• Document:
Wildcard is the seventh studio album by American country music singer Miranda Lambert. It was released on November 1, 2019, via RCA Records Nashville. The album was produced by Jay Joyce, marking the first time Lambert has worked with the producer. It features the singles "It All Comes Out in the Wash", "Bluebird", and "Settling Down".

The album received a Grammy Award for Best Country Album and was nominated for the Country Music Association Award for Album of the Year.

Content
"It All Comes Out in the Wash" was released on July 18, 2019, as its lead single. Five other tracks—"Locomotive", "Mess with My Head", "Bluebird", "Way Too Pretty for Prison", and "Pretty Bitchin'"—were also previewed ahead of the album. "Way Too Pretty for Prison" was inspired by Little Big Town's Karen Fairchild and was recorded as a collaboration with Maren Morris. Lambert has co-writing credits on all 14 tracks.

Promotion
In support of the album's release, Miranda Lambert announced a 27-city North American tour, the Wildcard Tour which commenced on January 16, 2020, in Tupelo, Mississippi at the BancorpSouth Arena and was scheduled to conclude on May 9, 2020, in Montreal, Quebec at the Bell Centre. Supporting acts included Cody Johnson, LANCO, Randy Rogers Band, Parker McCollum and an unknown act to be announced.

• Recorded information:

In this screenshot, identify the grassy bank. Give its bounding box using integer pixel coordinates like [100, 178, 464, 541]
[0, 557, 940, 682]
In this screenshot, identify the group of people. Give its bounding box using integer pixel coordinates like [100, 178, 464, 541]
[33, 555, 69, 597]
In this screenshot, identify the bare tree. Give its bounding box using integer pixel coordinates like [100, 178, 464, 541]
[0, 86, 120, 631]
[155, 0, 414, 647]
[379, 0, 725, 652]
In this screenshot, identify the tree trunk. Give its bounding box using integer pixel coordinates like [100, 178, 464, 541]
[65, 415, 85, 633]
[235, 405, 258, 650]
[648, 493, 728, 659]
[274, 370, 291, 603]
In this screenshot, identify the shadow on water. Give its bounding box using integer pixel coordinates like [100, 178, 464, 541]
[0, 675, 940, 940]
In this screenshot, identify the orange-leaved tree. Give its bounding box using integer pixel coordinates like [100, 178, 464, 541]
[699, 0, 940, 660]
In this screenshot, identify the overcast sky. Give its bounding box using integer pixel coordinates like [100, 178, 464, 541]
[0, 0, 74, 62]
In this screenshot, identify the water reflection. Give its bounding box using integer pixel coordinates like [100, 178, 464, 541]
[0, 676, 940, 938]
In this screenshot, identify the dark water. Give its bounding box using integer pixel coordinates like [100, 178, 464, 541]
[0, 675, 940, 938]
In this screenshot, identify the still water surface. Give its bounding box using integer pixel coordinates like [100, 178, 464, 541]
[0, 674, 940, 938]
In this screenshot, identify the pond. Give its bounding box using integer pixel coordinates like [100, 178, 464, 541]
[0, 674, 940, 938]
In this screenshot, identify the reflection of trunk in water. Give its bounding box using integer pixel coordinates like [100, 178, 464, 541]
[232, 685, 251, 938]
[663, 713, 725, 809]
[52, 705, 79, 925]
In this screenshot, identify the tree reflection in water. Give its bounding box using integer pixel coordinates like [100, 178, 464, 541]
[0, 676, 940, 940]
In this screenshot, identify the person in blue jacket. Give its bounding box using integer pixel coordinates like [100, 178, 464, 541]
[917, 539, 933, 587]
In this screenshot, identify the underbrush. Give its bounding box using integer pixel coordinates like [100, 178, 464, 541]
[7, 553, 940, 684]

• Short exercise A:
Answer these questions using the article on the album Wildcard:
(i) Who produced the album?
(ii) Which artist recorded "Way Too Pretty for Prison" with Lambert?
(iii) In which city and venue did the Wildcard Tour begin?
• Short exercise B: Extend the article on the album Wildcard beyond its final sentence.

• Expected output A:
(i) Jay Joyce
(ii) Maren Morris
(iii) Tupelo, Mississippi, at the BancorpSouth Arena

• Expected output B:
Commercial performance
The album debuted at number 4 on the US Billboard's 200 and on the Top Country Albums chart at number 1 with 53,000, album-equivalent units, including 44,000 pure album sales. It is her seventh number one country album. As of March 2020, it has sold 110,300 copies, with 170,000 units consumed in total in the United States. The album sold an additional 250,000 album units in 2020, per Rolling Stone's top 200 albums of the year.

Track listing
Adapted from Rolling Stone.

Personnel
Credit by AllMusic

Luke Dick - electric guitar
Dan Dugmore - dobro, acoustic guitar, lap steel guitar, mandolin, pedal steel guitar
Fred Eltringham - djembe, drums, gang vocals on "Way Too Pretty for Prison"
Jason Hall - gang vocals on "Way Too Pretty for Prison"
Jaxon Hargrove - gang vocals on "Way Too Pretty for Prison"
Natalie Hemby - background vocals
Jay Joyce - bongos, clavinet, drums, Farfisa organ, Fender Rhodes, 6-string acoustic guitar, 12-string acoustic guitar, acoustic guitar, electric guitar, ganjo, Hammond B-3 organ, keyboards, mandolin, percussion, programming, shaker, tambourine, gang vocals on "Way Too Pretty for Prison"
Joel King - bass guitar
Miranda Lambert - lead vocals, background vocals, gang vocals on "Way Too Pretty for Prison"
Hillary Lindsey - acoustic guitar, background vocals
Jimmy Mansfield - gang vocals on "Way Too Pretty for Prison"
The McCrary Sisters - background vocals
Rob McNelley - acoustic guitar, electric guitar, gang vocals on "Way Too Pretty for Prison"
Travis Meadows - harmonica
Ashley Monroe - background vocals
Maren Morris - duet vocals on "Way Too Pretty for Prison"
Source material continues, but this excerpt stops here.